[ACTIVITY LIST]
1 – According to the text on the Great Basilica of Pliska, what does the architectural complex in Pliska include?
2 – From the text on the Great Basilica of Pliska, give the part that opens with the words containing "The archbishop's residence" and closes with "of that yard.", switching "scriptorium" to "library".

[TEXT UNDER STUDY]
_____
The Great Basilica of Pliska (Bulgarian: Голяма базилика в Плиска, Golyama bazilika v Pliska) is an architectural complex in Pliska, the first capital of the First Bulgarian Empire, which includes a cathedral, an archbishop's palace and a monastery. Completed around 875, the basilica was the largest Christian cathedral in Europe around 1000 years, with an area of 2,920 square metres (31,400 sq ft)
The basilica was built at the place of what is known as the Cross-shaped Mausoleum, an older religious building that is thought by some researchers to be an unknown kind of Bulgar heathen temple. According to the Shumen architectural museum's research, an early Christian martyrium that included a cross-shaped church and a holy spring also existed at that place. The martyr buried there is thought to be Enravota, the first Bulgarian saint. The martyrium is thought to have been destroyed in 865 during the failed rebellion of the heathens in the wake of the Christianization of Bulgaria. Other researchers, however, regard the cross-shaped remains as a mausoleum of early Bulgarian rulers.
The archbishop's residence lay to the north and south of the basilica: the northern yard hosted a residential building, with a bath with a hypocaust lay to the west of it. The building to the south of the cathedral accommodated a school and a scriptorium. Two necropoleis are located in the vicinity of the complex: a monastical necropolis lies to the southwest of the church, while a secular one intended for nobles was unearthed in front of the basilica's apse. The yard north of the basilica also accommodated monastical buildings with a kitchen and a dining room. The eastern part of the yard was allocated for a residential building with ten identical monastical cells. Another bath with a hypocaust, a cross-shaped one, and a well lay in the centre of that yard.
_____
[INFORMATION GIVEN]

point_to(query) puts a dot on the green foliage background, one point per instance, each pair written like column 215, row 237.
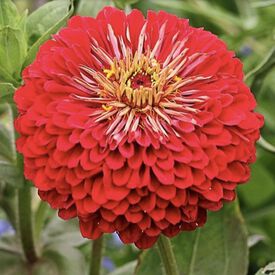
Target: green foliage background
column 223, row 245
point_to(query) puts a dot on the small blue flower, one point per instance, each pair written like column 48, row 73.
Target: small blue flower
column 245, row 51
column 108, row 264
column 5, row 228
column 116, row 240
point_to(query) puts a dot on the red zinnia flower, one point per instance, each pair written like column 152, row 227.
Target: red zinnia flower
column 136, row 126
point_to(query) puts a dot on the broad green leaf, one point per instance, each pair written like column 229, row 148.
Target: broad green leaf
column 269, row 269
column 6, row 92
column 42, row 19
column 8, row 14
column 91, row 8
column 126, row 269
column 13, row 49
column 53, row 28
column 220, row 247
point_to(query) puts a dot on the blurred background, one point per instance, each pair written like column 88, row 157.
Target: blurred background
column 248, row 28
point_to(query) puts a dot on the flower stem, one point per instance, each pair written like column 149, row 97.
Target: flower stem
column 96, row 255
column 25, row 223
column 167, row 256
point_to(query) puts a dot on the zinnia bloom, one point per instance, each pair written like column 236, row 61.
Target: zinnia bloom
column 136, row 125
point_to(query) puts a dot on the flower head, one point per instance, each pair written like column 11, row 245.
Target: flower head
column 136, row 125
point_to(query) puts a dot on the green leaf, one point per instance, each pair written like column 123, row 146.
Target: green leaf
column 53, row 22
column 91, row 8
column 60, row 231
column 269, row 269
column 8, row 14
column 126, row 269
column 220, row 247
column 6, row 92
column 12, row 264
column 255, row 77
column 13, row 49
column 42, row 19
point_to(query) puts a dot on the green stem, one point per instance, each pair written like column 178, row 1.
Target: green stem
column 39, row 219
column 25, row 223
column 96, row 255
column 167, row 256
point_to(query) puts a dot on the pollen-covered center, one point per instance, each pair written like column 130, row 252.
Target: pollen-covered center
column 140, row 80
column 134, row 89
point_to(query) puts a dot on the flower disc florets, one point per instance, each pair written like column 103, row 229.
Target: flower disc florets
column 136, row 125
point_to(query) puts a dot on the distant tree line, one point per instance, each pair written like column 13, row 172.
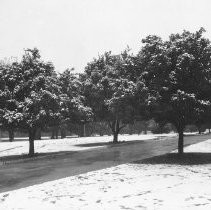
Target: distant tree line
column 167, row 81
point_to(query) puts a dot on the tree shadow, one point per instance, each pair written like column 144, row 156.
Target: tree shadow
column 176, row 159
column 110, row 143
column 26, row 157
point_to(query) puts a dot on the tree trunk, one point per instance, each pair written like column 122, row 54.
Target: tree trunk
column 115, row 137
column 32, row 133
column 11, row 134
column 63, row 133
column 115, row 130
column 55, row 132
column 38, row 134
column 180, row 141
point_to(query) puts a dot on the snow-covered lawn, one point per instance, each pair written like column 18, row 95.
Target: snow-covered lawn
column 69, row 144
column 127, row 186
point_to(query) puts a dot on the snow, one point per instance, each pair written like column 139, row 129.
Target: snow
column 127, row 186
column 68, row 144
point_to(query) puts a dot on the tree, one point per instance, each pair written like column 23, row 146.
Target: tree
column 177, row 73
column 73, row 107
column 10, row 113
column 110, row 90
column 38, row 94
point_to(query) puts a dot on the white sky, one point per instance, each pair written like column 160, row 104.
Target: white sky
column 71, row 32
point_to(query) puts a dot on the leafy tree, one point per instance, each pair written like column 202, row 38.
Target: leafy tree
column 10, row 113
column 111, row 92
column 73, row 107
column 37, row 94
column 177, row 73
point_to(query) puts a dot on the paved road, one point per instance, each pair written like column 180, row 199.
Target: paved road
column 18, row 175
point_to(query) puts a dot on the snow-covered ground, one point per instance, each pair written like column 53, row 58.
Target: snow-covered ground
column 69, row 144
column 127, row 186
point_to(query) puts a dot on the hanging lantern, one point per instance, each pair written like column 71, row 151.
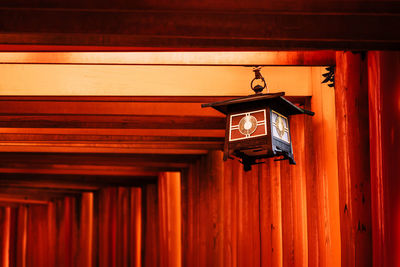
_____
[RESPONSES TO THE EXERCISE]
1 – a cathedral, an archbishop's palace and a monastery

2 –
The archbishop's residence lay to the north and south of the basilica: the northern yard hosted a residential building, with a bath with a hypocaust lay to the west of it. The building to the south of the cathedral accommodated a school and a library. Two necropoleis are located in the vicinity of the complex: a monastical necropolis lies to the southwest of the church, while a secular one intended for nobles was unearthed in front of the basilica's apse. The yard north of the basilica also accommodated monastical buildings with a kitchen and a dining room. The eastern part of the yard was allocated for a residential building with ten identical monastical cells. Another bath with a hypocaust, a cross-shaped one, and a well lay in the centre of that yard.